Work task 1:
Name every person who is identified by name in the Bread Loaf post below.
Work task 2:
In the Bread Loaf post below, what two possible origins of the name "Bread Loaf" did Michael Collier offer in his opening speech?
Work task 3:
Write the next part of the Bread Loaf post below, picking up after its final sentence.

Reading text:
Once settled, I stepped outside to the above sunset to the left of the main entrance. I'm always amazed at how sunsets translate on the camera; it's never quite what I see with the naked eye, but sometimes they're beautiful in their own way.
Oh, and I think I mentioned fog at some point--maybe in a previous jotted post, maybe in an email to my husband, but here it is--fog and trees and the mountain. Welcome to the mountain, they told us in the opening comments.
Full of vegetarian lasagna and spice cake, I headed over to the little theatre to listen to opening remarks.
Above: A glimpse in the dining room as I walked to the theatre. It's rickety and the food is decent. Everywhere is rickety though. This campus was gifted to the university, and the land cannot be developed. The buildings are old, wood planked.
There are so many of these Adirondack chairs spread across the campus. At some point, I'll end up in one, writing. Reading.
Michael Collier, who runs the program, gave the opening speech, which included speculation as to why Bread Loaf has the name that it does. One was the bread loaf shaped mountain; another was the bread loaf shaped bit of meteor discovered, part of which he "has here," which he wagged at the giggling audience.
Trish Hampl gave the first reading, and I cannot think of a better reader to do so. I've heard her read before, and last fall, had her as a professor for Reading Across Genres, the MFA class all first years take where professors visit and we get a taste of what it might be like to take a class from said professor. It was her that I fell in love with the most, and look forward to having her again for a memoir class in the Reading as Writers designation. Listening to her, I could hear how acute her word choice is, how precise her phrasing. It is no surprise that she started out as a poet.
Finally, Michael Collier came up again to read his poetry; Brigit Pegeen Kelly was supposed to read, but it sounds as if she was caught up in the airport nightmare half the participants seemed also to have been thrust into.

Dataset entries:
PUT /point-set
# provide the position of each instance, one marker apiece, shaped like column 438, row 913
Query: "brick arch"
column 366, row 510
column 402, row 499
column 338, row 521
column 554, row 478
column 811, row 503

Exercise answer 1:
Michael Collier, Trish Hampl, Brigit Pegeen Kelly

Exercise answer 2:
A bread loaf shaped mountain and a bread loaf shaped bit of meteor.

Exercise answer 3:
I'm still reeling. Still attempting to fall into the parceled schedule, the dips and peeks and find time to myself, to sleep, to understand where I am supposed to be and when. I have no alarm clock (no cell phone reception "on the mountain"), so a kind neighbor is waking me for tomorrow, and on Saturday, I'll buy the alarm clock the woman at the bookstore will bring from the main campus' bookstore.
I'll bring these posts a day after they happen--seems easier that way. And when I return, I will give you the rest of my Austin trip, since I can moderately access it, it would appear. Please also forgive the stumbling nature of my prose in these poets (or at any time)--I'm trying to save my best thinking for when I am outside this little room, my best words for my own work, my second best for the work of others, and when it comes to left-over, I'm plumb all out.
PS: For those of you interested in what I have to say about the poetry-side of things, I am writing about it on this blog, which is sort of my new space to keep me on track of being less lazy reader and participator in the writing world. This blog, of course, will be my center space, my everyday blog, my friends-and-family-and-welcome, stranger blog. But when I do want freedom to rhapsodize about, say, prosody, or parataxis, or the formal appetite, or figuration, and I don't want to worry about eyes glazing (too much anyway). I can't interest every reader, or even myself, all the time, but when I first started blogging, I did have an everyday blog, and I did have a professional blog (for teaching), so it only makes sense that when I finally feel confident about my place in this "profession" that I would find a space for that too.